▶ **Do this**
How many lines in the rows below contain the word "give"? Reply with the number only.

— START OF Exercise material —

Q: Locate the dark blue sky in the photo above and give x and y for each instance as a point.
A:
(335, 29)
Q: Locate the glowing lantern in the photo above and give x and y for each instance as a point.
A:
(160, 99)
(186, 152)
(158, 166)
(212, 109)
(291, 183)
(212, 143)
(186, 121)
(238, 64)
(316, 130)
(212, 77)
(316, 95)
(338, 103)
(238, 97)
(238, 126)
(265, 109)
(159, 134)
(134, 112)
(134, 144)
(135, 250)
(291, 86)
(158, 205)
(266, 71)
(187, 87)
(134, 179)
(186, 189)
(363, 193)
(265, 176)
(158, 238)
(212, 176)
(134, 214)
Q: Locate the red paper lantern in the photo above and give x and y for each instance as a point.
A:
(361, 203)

— END OF Exercise material —
— START OF Exercise material —

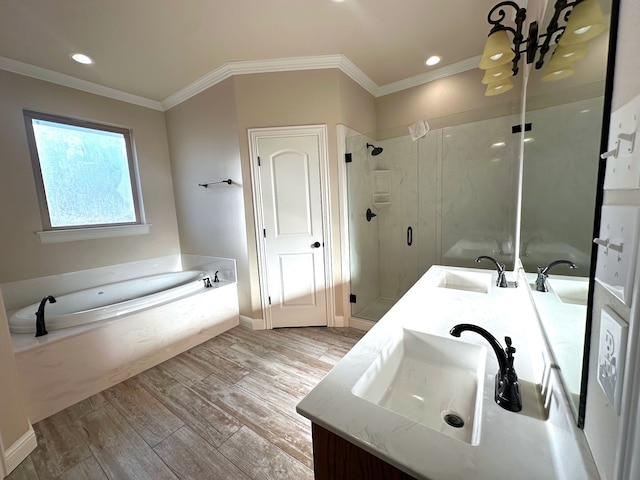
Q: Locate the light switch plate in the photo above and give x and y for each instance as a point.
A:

— END OF Exercise material —

▶ **Written response**
4